Textabschnitt:

'''

Zu empfehlen ist 1und1. Als T-Reseller erhälst du von denen eine klasse Leitung zu günstigen Preisen... Die 6000er mit Flat ist im Moment der Renner und günstiger als bei der T-Com die 1000er... und vorallem: ich hatte bei 1und1 erst einmal in 4 Jahren ein Problem (war allerdings mein Webserver)... nachts um 2 angerufen und ne freundliche Schnecke drangehabt, die das Problem in 2 Minuten kompetent gelöst hatte... sowas hinterlässt beim Kunden ein gutes Gefühl....

Viel erfolg bei der Leitungswahl....

(PS Wie bereits schon beschrieben: Lebst du in den Großstadt bzw. Kerngebieten wie FFM ist eine City Flat auch eine Alternative... Alice und Co lässt grüßen....)

'''

Aufgabenstellung: Entnimm dem Forumsbeitrag über die Wahl des Internetanbieters wörtlich die Passage, die mit „Zu empfehlen ist“ beginnt und bis einschließlich „ein gutes Gefühl....“ reicht.

Datensätze:
'''

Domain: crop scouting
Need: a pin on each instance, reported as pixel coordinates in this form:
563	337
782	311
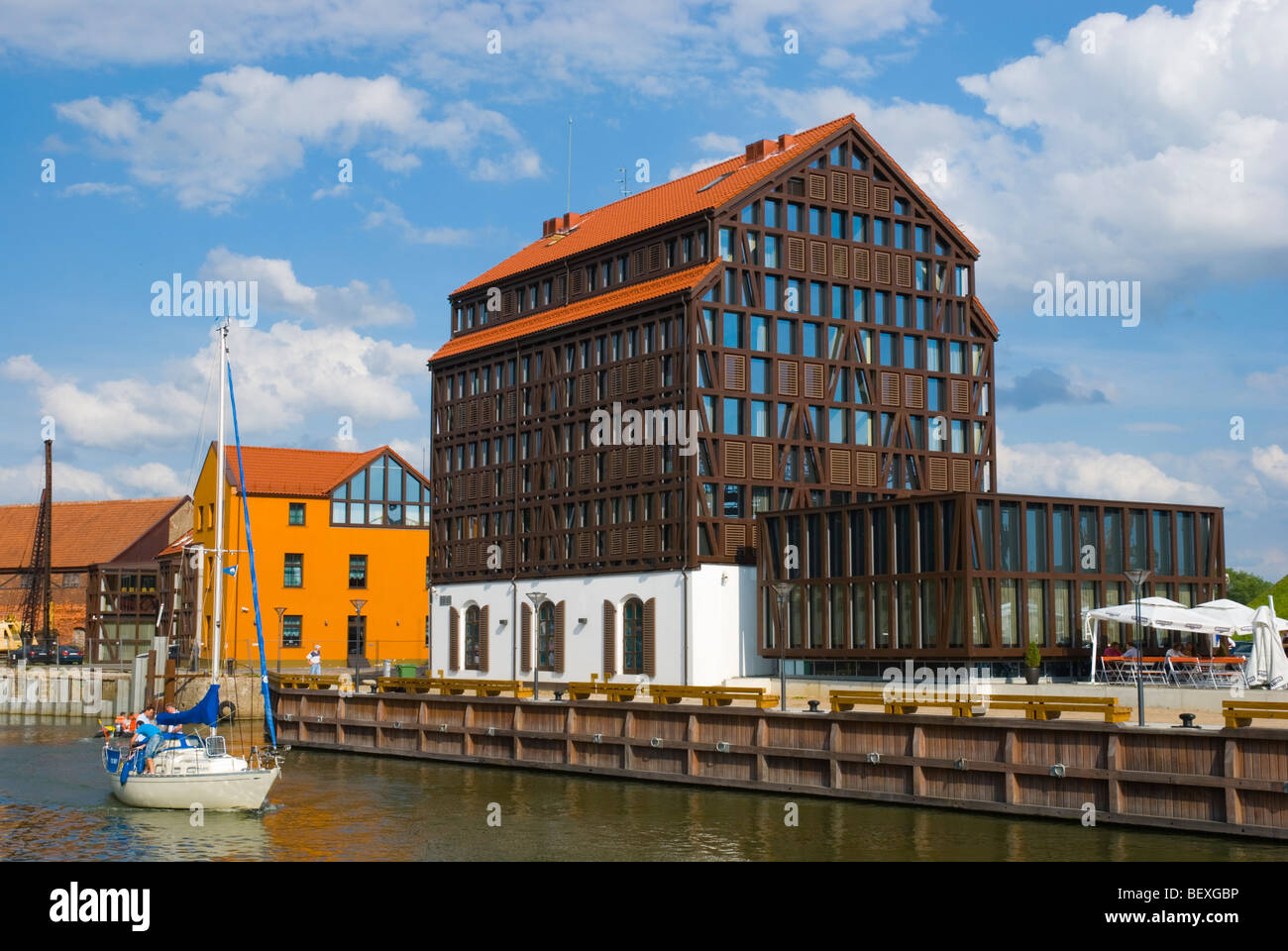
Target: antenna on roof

'''
'''

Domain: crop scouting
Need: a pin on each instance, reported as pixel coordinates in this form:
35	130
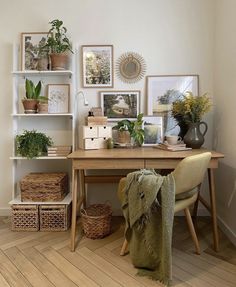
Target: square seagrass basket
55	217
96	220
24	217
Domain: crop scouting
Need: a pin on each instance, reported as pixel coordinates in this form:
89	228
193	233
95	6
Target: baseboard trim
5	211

'''

Lösung:
Zu empfehlen ist 1und1. Als T-Reseller erhälst du von denen eine klasse Leitung zu günstigen Preisen... Die 6000er mit Flat ist im Moment der Renner und günstiger als bei der T-Com die 1000er... und vorallem: ich hatte bei 1und1 erst einmal in 4 Jahren ein Problem (war allerdings mein Webserver)... nachts um 2 angerufen und ne freundliche Schnecke drangehabt, die das Problem in 2 Minuten kompetent gelöst hatte... sowas hinterlässt beim Kunden ein gutes Gefühl....